■ Document section:
----

Tesla has finally broken its two-quarter revenue slump, reporting a solid 12% jump to $28.1 billion in the third quarter, easily cruising past Wall Street’s $26.37 billion consensus. Cue the celebratory air horn, right? Not so fast. The return to top-line growth came with the bitter aftertaste of a profit squeeze. Net income tanked by 37% to $1.37 billion, largely thanks to those persistent EV price cuts and a whopping 50% surge in operating expenses. Apparently, building a sustainable car company is expensive, but building a futuristic AI empire, including robotaxis and literal humanoid robots, is truly bank-breaking.

The quarter’s boost was partly artificial, driven by a pre-expiration rush of US federal EV tax credits, a short-term sugar high that masked deeper cracks. The most glaring? Europe, where Tesla is taking a beating. Stagnant demand, fierce competition from the likes of BYD and Volkswagen, and the increasingly toxic drag of Elon Musk’s brand of online politicking are making the continent a tough sell.
The CEO mostly ignored the messy details of car sales and profitability. Instead, he treated investors to a dazzling slideshow of the future, where millions of existing Teslas can suddenly become cash-generating “robotaxis” with a simple software flip. This autonomous ride-hailing service is, of course, due in Austin any day now and in 8 to 10 US cities by 2025, initially with a human chaperone.
The real star of the show, however, was Optimus. Musk declared the humanoid robot to be “the biggest product of all time”, casually adding that it might one day moonlight as a surgeon.

On the hardware front, Musk unveiled new details on the internal AI5 chip, set to replace previous hardware in both autonomous driving systems and the robot army. This cutting-edge silicon will be co-produced by Samsung and TSMC, with Musk proudly aiming for an “excess of production” to power Tesla’s data centers. He even claimed the AI5 chip could offer a 10x performance-per-price edge over competitors, while simultaneously confirming Tesla still needs to heavily rely on 81,000 units worth of NVIDIA GPUs for model training.

----

■ Source data:
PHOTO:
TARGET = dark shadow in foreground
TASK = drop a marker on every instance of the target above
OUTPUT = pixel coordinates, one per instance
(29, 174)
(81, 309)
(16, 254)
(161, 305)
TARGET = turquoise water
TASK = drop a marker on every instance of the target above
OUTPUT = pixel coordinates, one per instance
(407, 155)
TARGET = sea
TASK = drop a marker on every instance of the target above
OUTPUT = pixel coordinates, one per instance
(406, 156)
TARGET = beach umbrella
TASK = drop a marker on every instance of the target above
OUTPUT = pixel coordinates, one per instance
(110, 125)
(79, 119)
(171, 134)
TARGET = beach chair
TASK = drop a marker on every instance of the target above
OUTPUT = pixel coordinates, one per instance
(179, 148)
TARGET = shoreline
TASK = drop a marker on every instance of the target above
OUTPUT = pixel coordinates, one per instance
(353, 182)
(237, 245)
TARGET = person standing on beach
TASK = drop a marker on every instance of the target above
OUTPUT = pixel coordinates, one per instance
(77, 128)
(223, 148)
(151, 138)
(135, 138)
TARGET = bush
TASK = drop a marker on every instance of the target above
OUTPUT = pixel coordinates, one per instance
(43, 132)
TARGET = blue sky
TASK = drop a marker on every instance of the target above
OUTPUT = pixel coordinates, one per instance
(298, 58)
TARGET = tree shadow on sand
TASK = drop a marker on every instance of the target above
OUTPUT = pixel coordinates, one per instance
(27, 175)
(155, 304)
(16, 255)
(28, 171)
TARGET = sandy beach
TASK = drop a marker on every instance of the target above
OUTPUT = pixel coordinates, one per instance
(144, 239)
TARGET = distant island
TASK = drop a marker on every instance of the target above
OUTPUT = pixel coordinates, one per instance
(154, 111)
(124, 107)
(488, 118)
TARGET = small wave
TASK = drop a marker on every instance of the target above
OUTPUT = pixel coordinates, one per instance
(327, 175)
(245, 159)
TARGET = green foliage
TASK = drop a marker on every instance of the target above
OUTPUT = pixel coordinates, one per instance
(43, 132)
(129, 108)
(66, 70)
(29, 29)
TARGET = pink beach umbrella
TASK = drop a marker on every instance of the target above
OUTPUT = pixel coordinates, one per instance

----

■ Required actions:
**a)** Reproduce a passage from the Tesla earnings article, beginning with the words "Tesla has finally" and ending after the words "is truly bank-breaking.".
**b)** According to the Tesla earnings article, which companies will co-produce the AI5 chip?

■ Task answers:
**a)**
Tesla has finally broken its two-quarter revenue slump, reporting a solid 12% jump to $28.1 billion in the third quarter, easily cruising past Wall Street’s $26.37 billion consensus. Cue the celebratory air horn, right? Not so fast. The return to top-line growth came with the bitter aftertaste of a profit squeeze. Net income tanked by 37% to $1.37 billion, largely thanks to those persistent EV price cuts and a whopping 50% surge in operating expenses. Apparently, building a sustainable car company is expensive, but building a futuristic AI empire, including robotaxis and literal humanoid robots, is truly bank-breaking.

**b)** Samsung and TSMC.